▶ _THE REQUEST_: Copy the records word for word, starting at the line with "# test: point to the boy's" and continuing through the last line of the records.
§
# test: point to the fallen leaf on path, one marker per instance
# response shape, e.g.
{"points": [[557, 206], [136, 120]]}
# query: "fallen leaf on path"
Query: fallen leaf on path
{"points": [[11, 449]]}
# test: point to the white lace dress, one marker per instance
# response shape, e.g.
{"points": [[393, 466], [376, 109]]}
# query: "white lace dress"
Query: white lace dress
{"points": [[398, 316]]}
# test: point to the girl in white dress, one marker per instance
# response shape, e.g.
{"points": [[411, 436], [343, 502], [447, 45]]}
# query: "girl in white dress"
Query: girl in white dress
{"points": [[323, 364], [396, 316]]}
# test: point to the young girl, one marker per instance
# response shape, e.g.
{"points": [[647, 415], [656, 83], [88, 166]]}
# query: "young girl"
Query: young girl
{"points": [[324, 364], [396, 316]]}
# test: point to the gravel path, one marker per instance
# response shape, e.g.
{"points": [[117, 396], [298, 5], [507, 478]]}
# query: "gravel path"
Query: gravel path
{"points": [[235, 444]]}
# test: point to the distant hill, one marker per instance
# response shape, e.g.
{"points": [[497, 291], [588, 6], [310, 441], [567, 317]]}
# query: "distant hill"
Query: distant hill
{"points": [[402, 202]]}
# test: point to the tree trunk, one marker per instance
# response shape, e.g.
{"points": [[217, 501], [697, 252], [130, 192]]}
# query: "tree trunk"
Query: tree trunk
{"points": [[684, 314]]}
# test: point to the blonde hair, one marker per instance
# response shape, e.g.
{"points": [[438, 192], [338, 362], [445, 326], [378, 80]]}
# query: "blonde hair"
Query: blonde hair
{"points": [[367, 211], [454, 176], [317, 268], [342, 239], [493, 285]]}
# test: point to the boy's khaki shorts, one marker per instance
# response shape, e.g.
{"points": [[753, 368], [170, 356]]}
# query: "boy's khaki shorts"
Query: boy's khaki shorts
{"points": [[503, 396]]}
§
▶ _THE REPLY_:
# test: point to the boy's khaki shorts, one marker per instance
# response shape, e.g.
{"points": [[753, 368], [170, 356]]}
# query: "boy's khaki shorts"
Query: boy's khaki shorts
{"points": [[503, 396]]}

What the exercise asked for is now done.